Document passage:
BSP's new roadmap prods banks to mobilize capital for 'green', sustainable finance projects

In support of the Philippine government commitment to the global climate summit last year, the Bangko Sentral ng Pilipinas last week released Annex A to the Sustainable Finance Framework that was issued in April 2020 embodying the guiding principles. Among the incentives being considered are preferential rediscount rates or provision of higher loan values that would bring about a significant increase in the share of green financing in banks’ loan portfolios.
Indeed, countries like the Philippines committed to sustainable development and climate change mitigation and adaptation move more decisively considering the urgency of the climate crisis. According to latest reports from the Organization for Economic Cooperation and Development (OECD) Green Recovery Database, some $677 billion that have been earmarked over the next few years for environmentally positive recovery measures “are now almost double the total allocated to measures with negative or mixed environmental impacts.”
This seemingly auspicious scenario is canceled by continuing government support to fossil-fuel producers and consumers. According to OECD and the International Energy Association, in the year 2020 alone G20 countries and emerging economies spent $345 billion subsidizing fossil-fuel use. The OECD’s portfolio review reveals that nearly 80 per cent of post-pandemic recovery spending “cannot be considered environmentally neutral: 10% is specifically tagged as mixed or negative for the environment, and the final 69%, while not tagged as having direct environmental impacts, is unlikely to be benign for the environment.”
The emergent scenario, therefore, looks more like business-as-usual instead of the much-needed green transition.
The BSP and the Department of Finance are spearheading the Green Force’s efforts to promote sustainable investments by “bridging policy and regulatory gaps.” Since 2017, seven banks have issued $1.15 billion in foreign currency denominated and P85.4 billion in local currency denominated green, social and sustainability bonds. Amid the pandemic, two local banks have issued social bonds worth approximately P29 billion to finance the needs of eligible micro, small and medium enterprises.
These amounts pale in comparison with the quantum of sustainable investments being made at the regional level. The sustainable bond markets in ASEAN+3 continued to expand to $389 billion as of September 2021. Some $278.5 billion worth of green bonds dominate the ASEAN+3 sustainable bond market while social and sustainability bonds amounted to $110.2 billion. Even while being boosted by the participation of economic behemoths China, Japan and Korea, such scale of investments is still modest by OECD standards.
Moreover, mere subscription to bonds must translate into actual spending for green projects. Hence, government must work closely together with the private sector to bring about the full fruition of projects that would decisively tilt the balance toward significant reduction of fossil-fuel use and carbon emissions.

About this exercise:
Answer these from the article on the BSP roadmap above:
(a) In what month and year was the Sustainable Finance Framework issued?
(b) How much did G20 countries and emerging economies spend subsidizing fossil-fuel use in 2020?
(c) To what size had the ASEAN+3 sustainable bond markets grown as of September 2021?

Input data:
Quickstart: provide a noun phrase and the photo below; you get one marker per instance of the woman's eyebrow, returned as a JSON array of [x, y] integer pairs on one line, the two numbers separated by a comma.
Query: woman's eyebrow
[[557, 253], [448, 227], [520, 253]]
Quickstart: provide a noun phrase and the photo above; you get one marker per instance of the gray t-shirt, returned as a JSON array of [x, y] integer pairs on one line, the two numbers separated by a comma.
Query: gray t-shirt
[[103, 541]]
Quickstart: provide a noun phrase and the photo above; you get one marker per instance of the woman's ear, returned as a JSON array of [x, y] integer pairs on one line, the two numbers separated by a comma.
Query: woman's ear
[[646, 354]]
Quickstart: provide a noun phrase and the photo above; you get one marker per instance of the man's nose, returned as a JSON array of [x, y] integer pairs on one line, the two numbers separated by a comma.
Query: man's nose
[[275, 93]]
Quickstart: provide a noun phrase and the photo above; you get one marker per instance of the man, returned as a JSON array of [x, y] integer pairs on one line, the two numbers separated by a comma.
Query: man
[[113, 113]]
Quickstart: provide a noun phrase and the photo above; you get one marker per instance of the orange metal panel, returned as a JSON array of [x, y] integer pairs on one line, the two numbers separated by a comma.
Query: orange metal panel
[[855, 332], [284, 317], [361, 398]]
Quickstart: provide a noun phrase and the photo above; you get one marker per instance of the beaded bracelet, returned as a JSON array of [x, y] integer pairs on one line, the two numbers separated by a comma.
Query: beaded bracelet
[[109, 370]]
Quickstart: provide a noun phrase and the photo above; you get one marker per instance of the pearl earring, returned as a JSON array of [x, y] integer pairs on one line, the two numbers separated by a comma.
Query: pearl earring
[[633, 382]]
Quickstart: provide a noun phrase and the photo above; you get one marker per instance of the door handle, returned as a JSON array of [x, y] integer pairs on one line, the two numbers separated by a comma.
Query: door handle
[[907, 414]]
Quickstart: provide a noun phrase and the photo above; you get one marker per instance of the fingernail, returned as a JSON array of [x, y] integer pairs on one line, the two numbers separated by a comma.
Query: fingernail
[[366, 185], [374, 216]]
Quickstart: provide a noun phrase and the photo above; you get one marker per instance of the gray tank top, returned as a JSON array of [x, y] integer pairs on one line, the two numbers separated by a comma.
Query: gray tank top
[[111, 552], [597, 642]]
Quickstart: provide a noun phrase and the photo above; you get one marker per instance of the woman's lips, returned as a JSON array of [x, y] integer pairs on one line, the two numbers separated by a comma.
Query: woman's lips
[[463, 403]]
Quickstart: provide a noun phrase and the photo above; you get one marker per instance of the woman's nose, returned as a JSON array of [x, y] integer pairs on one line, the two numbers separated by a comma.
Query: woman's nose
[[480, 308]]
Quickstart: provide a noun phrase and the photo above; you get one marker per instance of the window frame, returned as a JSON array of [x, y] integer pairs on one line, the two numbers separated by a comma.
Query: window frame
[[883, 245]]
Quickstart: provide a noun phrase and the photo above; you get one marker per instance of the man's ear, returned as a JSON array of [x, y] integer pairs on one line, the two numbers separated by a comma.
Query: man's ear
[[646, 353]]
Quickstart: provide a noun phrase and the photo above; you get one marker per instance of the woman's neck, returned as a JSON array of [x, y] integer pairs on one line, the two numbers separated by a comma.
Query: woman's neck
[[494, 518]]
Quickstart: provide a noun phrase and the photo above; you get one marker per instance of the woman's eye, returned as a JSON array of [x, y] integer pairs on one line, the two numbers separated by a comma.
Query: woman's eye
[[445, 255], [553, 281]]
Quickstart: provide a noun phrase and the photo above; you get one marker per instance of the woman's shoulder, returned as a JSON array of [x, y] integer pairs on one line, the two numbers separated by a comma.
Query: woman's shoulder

Answer space:
(a) April 2020
(b) $345 billion
(c) $389 billion